#### Entradas fornecidas ####
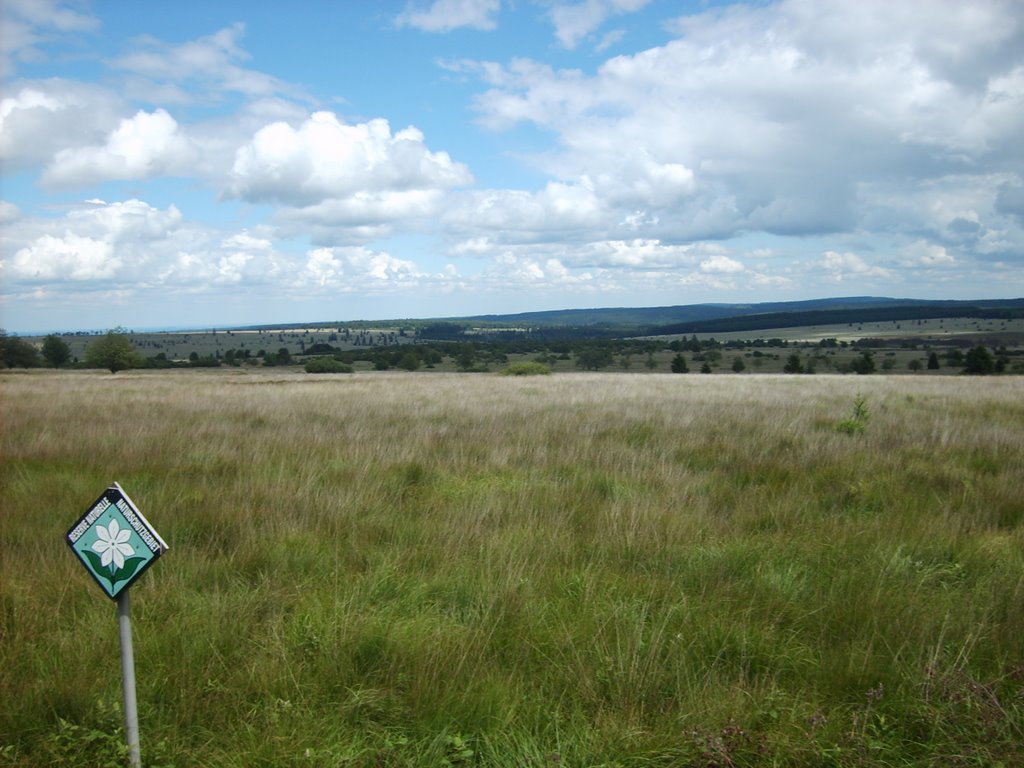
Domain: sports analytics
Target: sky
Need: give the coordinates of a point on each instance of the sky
(203, 164)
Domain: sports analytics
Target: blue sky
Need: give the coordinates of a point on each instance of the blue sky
(212, 164)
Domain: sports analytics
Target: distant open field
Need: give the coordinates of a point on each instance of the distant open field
(386, 569)
(179, 345)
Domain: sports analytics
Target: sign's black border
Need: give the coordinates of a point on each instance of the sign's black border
(113, 494)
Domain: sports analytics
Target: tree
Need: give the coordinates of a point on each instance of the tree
(113, 351)
(15, 352)
(594, 358)
(793, 365)
(55, 351)
(409, 361)
(979, 361)
(863, 365)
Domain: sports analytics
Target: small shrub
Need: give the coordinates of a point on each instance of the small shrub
(526, 369)
(857, 422)
(327, 366)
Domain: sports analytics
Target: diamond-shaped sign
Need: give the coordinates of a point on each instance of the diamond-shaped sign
(115, 542)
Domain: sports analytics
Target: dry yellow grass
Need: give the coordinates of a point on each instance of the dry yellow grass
(598, 566)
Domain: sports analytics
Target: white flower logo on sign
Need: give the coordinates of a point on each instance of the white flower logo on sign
(112, 545)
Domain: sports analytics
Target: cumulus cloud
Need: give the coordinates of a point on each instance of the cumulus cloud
(843, 266)
(326, 159)
(573, 22)
(444, 15)
(141, 146)
(29, 24)
(197, 70)
(355, 268)
(780, 118)
(39, 118)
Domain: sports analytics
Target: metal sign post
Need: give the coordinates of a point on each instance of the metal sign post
(128, 680)
(116, 544)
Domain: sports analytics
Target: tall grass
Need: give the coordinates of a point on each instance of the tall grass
(580, 569)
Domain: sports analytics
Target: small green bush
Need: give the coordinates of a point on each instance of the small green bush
(857, 422)
(526, 369)
(327, 366)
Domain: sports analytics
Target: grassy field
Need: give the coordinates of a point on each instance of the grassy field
(588, 569)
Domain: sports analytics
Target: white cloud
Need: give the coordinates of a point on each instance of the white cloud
(197, 70)
(843, 266)
(780, 118)
(521, 216)
(326, 159)
(444, 15)
(39, 118)
(142, 146)
(721, 265)
(27, 25)
(927, 255)
(573, 22)
(355, 268)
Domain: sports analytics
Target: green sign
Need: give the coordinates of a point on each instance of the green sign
(115, 542)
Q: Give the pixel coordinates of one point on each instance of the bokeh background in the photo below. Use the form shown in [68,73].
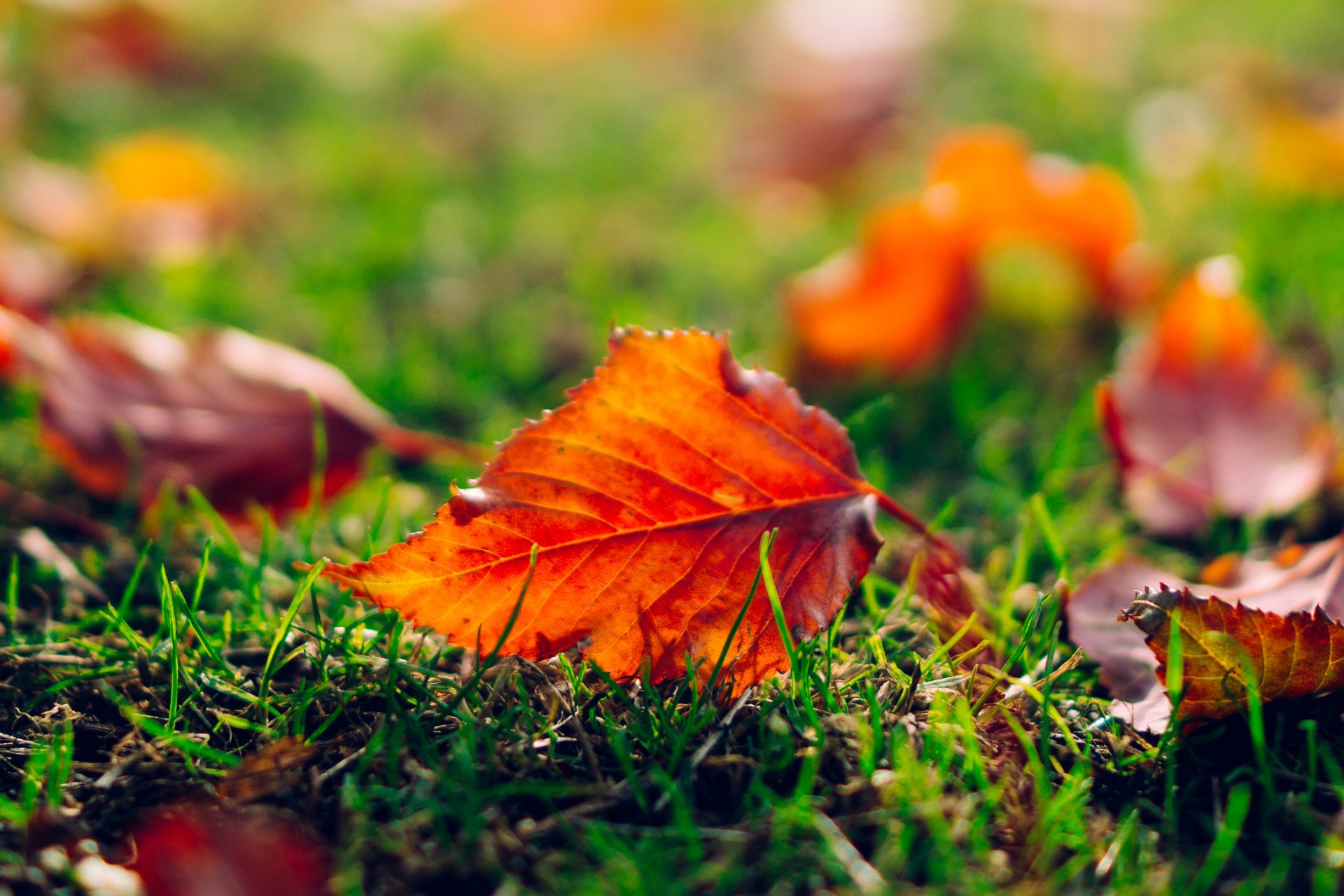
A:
[452,200]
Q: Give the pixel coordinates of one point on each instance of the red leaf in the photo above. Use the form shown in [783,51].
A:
####
▸ **Objetivo**
Coloque todas as linhas acima numa tabela Markdown com as colunas "Posição" e "Texto", sem as linhas em branco. Deixe as imagens de fora da resposta.

▸ **Resposta do exercício**
| Posição | Texto |
|---|---|
| 1 | Domain: sports analytics |
| 2 | Target: sky |
| 3 | Need: give the coordinates of a point on each instance of the sky |
| 4 | (203, 164) |
| 5 | Domain: sports analytics |
| 6 | Target: blue sky |
| 7 | Need: give the coordinates of a point on each instance of the blue sky |
| 8 | (212, 164) |
| 9 | Domain: sports analytics |
| 10 | Target: distant open field |
| 11 | Need: give the coordinates of a point on each instance of the distant open field |
| 12 | (386, 569) |
| 13 | (179, 345) |
| 14 | Domain: sports analytics |
| 15 | Target: sign's black border |
| 16 | Need: give the coordinates of a point on each instance of the sign's black border |
| 17 | (113, 494) |
| 18 | Domain: sports analytics |
| 19 | Target: tree |
| 20 | Need: give the coordinates of a point on each instance of the tree |
| 21 | (113, 351) |
| 22 | (15, 352) |
| 23 | (594, 358) |
| 24 | (793, 365) |
| 25 | (55, 351) |
| 26 | (409, 361) |
| 27 | (979, 361) |
| 28 | (863, 365) |
| 29 | Domain: sports analytics |
| 30 | Target: small shrub |
| 31 | Need: give the coordinates of a point on each instance of the small shrub |
| 32 | (526, 369) |
| 33 | (857, 422) |
| 34 | (327, 366) |
| 35 | Domain: sports analytics |
| 36 | Target: diamond-shaped sign |
| 37 | Need: give the coordinates of a point on each instance of the diamond-shaped sign |
| 38 | (115, 542) |
| 39 | Domain: sports analytics |
| 40 | Target: dry yellow grass |
| 41 | Need: give the coordinates of a point on each instance of the dry yellow grass |
| 42 | (598, 566) |
| 43 | Domain: sports analytics |
| 44 | Target: white flower logo on sign |
| 45 | Need: give the coordinates of a point on each instance of the white flower logo on sign |
| 46 | (112, 545) |
| 47 | Domain: sports analytics |
| 48 | Target: cumulus cloud |
| 49 | Need: give the coordinates of a point on each instance of the cumulus cloud |
| 50 | (843, 266) |
| 51 | (326, 159) |
| 52 | (573, 22) |
| 53 | (444, 15) |
| 54 | (141, 146) |
| 55 | (29, 24) |
| 56 | (197, 70) |
| 57 | (355, 268) |
| 58 | (780, 118) |
| 59 | (39, 118) |
| 60 | Domain: sports analytics |
| 61 | Target: metal sign post |
| 62 | Need: give the coordinates of a point on each instance of the metal sign post |
| 63 | (128, 680) |
| 64 | (116, 544) |
| 65 | Domain: sports analytics |
| 66 | Target: tall grass |
| 67 | Need: give the coordinates of a point on each instance of the tall grass |
| 68 | (580, 569) |
| 69 | Domain: sports analytics |
| 70 | Target: small green bush |
| 71 | Need: give the coordinates of a point on each instance of the small green bush |
| 72 | (857, 422) |
| 73 | (526, 369) |
| 74 | (327, 366) |
| 75 | Domain: sports analytics |
| 76 | Target: grassy field |
| 77 | Need: give the coordinates of a point on each instance of the grassy field |
| 78 | (588, 569) |
| 79 | Domain: sports analytics |
| 80 | Target: white cloud |
| 81 | Need: give the coordinates of a point on each instance of the white cloud |
| 82 | (197, 70) |
| 83 | (843, 266) |
| 84 | (780, 118) |
| 85 | (521, 216) |
| 86 | (326, 159) |
| 87 | (444, 15) |
| 88 | (39, 118) |
| 89 | (142, 146) |
| 90 | (721, 265) |
| 91 | (27, 25) |
| 92 | (927, 255) |
| 93 | (573, 22) |
| 94 | (355, 268) |
| 95 | Domain: sports analytics |
| 96 | Target: green sign |
| 97 | Need: give the coordinates of a point on each instance of the green sign |
| 98 | (115, 542) |
| 99 | Q: Give the pixel coordinates of one point on each instance of the bokeh background in the photo below. Use the form shown in [68,73]. |
| 100 | A: |
| 101 | [452,200] |
| 102 | Q: Give the pixel coordinates of one point on each instance of the red leaf in the photo above. Use the form shown in [783,51]. |
| 103 | A: |